§ **RECORD EXTRACTS**:
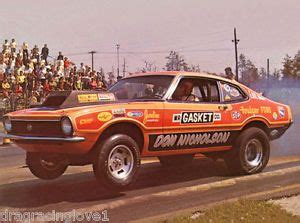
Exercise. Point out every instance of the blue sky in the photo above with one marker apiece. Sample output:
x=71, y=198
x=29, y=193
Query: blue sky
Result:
x=148, y=29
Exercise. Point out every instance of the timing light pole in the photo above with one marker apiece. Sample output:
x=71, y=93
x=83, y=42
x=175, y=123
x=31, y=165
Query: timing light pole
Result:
x=118, y=70
x=235, y=41
x=92, y=52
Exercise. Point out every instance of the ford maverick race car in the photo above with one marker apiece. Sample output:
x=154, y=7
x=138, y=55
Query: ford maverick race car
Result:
x=169, y=115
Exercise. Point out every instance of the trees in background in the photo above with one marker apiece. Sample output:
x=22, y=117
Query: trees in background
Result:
x=247, y=70
x=291, y=66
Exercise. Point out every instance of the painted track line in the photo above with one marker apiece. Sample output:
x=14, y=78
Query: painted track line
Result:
x=187, y=211
x=185, y=190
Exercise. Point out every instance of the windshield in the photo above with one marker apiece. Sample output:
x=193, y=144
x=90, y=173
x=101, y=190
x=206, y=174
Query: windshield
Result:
x=144, y=87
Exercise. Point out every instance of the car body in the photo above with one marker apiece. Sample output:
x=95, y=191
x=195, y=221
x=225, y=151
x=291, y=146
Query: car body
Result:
x=142, y=107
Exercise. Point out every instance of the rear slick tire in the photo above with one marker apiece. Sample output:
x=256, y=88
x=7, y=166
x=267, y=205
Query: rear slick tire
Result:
x=117, y=162
x=250, y=153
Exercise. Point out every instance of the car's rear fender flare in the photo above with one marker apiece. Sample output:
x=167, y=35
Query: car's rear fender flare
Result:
x=258, y=122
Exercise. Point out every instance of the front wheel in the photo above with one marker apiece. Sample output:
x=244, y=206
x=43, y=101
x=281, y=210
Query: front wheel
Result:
x=46, y=166
x=250, y=153
x=117, y=162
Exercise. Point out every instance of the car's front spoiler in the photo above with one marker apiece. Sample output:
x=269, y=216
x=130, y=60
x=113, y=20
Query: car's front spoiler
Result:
x=49, y=139
x=278, y=132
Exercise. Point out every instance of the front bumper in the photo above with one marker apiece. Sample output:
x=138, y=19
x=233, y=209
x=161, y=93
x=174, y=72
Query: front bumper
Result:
x=278, y=132
x=51, y=139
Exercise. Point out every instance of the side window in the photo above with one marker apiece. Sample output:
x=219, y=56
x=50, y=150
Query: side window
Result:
x=231, y=93
x=197, y=90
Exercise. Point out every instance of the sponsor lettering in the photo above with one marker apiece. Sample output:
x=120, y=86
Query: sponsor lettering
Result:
x=85, y=121
x=217, y=117
x=226, y=87
x=85, y=98
x=118, y=112
x=196, y=117
x=265, y=110
x=281, y=112
x=227, y=98
x=150, y=116
x=275, y=116
x=235, y=115
x=189, y=140
x=234, y=92
x=135, y=114
x=104, y=116
x=106, y=97
x=249, y=110
x=176, y=118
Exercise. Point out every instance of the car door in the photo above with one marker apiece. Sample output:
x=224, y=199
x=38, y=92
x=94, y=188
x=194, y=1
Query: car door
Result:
x=190, y=125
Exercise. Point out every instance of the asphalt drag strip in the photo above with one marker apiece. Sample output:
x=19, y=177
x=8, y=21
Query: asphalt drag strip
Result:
x=158, y=190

§ **WORK REQUEST**: Search each line of the data above for "blue", and copy the lines where it occurs.

§ **ANSWER SECTION**:
Exercise. Point out every instance of the blue sky in the photo above with one marker apiece. Sample output:
Query: blue sky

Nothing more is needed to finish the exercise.